» The task:
Where does the string "with" appear in the records? Copy every line that contains it.

» Raw data:
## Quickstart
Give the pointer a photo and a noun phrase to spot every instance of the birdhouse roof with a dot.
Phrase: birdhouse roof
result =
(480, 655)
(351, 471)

--

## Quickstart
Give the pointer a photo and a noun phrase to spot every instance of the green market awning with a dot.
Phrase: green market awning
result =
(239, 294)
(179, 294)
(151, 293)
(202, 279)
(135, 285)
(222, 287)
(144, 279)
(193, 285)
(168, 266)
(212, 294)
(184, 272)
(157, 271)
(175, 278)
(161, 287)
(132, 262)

» Answer to this task:
Give the pointer a photo and a noun phrase to spot every instance of the birdhouse roof with a dot.
Give the pointer a photo and a noun phrase to spot every instance of the green market awning with a dot.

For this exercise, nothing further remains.